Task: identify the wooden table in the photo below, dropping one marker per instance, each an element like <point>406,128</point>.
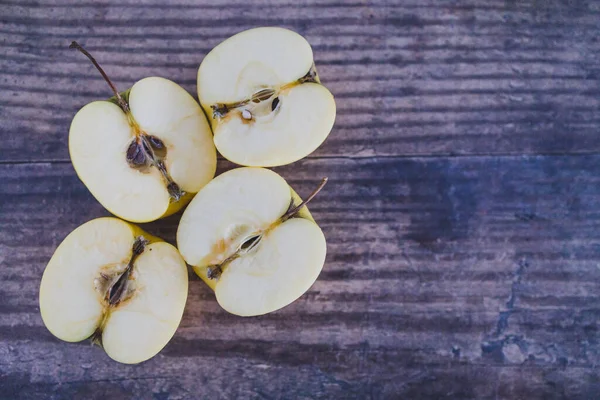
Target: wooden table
<point>462,214</point>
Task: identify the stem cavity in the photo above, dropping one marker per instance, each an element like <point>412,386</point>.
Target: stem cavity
<point>250,243</point>
<point>220,110</point>
<point>145,150</point>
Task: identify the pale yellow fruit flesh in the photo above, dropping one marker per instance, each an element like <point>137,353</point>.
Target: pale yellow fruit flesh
<point>250,61</point>
<point>101,133</point>
<point>302,122</point>
<point>284,264</point>
<point>257,59</point>
<point>303,213</point>
<point>138,328</point>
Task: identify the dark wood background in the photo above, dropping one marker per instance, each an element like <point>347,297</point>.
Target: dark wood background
<point>462,213</point>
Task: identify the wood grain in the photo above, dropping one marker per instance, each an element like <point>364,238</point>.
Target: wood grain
<point>475,277</point>
<point>461,213</point>
<point>411,77</point>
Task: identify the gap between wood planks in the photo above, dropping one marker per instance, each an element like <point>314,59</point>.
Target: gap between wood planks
<point>400,156</point>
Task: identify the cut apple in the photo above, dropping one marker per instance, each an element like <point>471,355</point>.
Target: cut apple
<point>250,238</point>
<point>264,99</point>
<point>113,282</point>
<point>146,153</point>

#####

To do. Can you copy all of the records above word for word, with the pictures left out?

The solution.
Task: identify the wooden table in the photo below, dropping one marker per instance, each an element like <point>406,128</point>.
Target: wooden table
<point>462,214</point>
Task: identify the stem cavity in the photo above, dropping one marker per instance, each an element like <point>412,386</point>.
Target: stem cavity
<point>250,243</point>
<point>220,110</point>
<point>145,150</point>
Task: identify the pale yellow fruit flesh in the photo above, dropping one marker per instance, each an element like <point>137,353</point>.
Target: pale yellow fruit flesh
<point>250,61</point>
<point>101,133</point>
<point>302,122</point>
<point>284,264</point>
<point>257,59</point>
<point>303,213</point>
<point>138,328</point>
Task: identify the dark wood background in the photo above, dropping one marker per instance, each an element like <point>347,297</point>.
Target: dark wood background
<point>462,213</point>
Task: identify the wood grain in the photo above, dropping one marker per instance, each an element like <point>364,238</point>.
Target: wood grain
<point>475,277</point>
<point>461,213</point>
<point>411,77</point>
Task: identify the gap between wood planks in the photo above, dropping one marker per instance, each an element like <point>314,59</point>.
Target: gap between wood planks
<point>400,156</point>
Task: identify the cut apple in the photo above, dropping one marker per instance, each an element like <point>471,355</point>.
Target: cut apple
<point>250,238</point>
<point>264,99</point>
<point>113,282</point>
<point>146,153</point>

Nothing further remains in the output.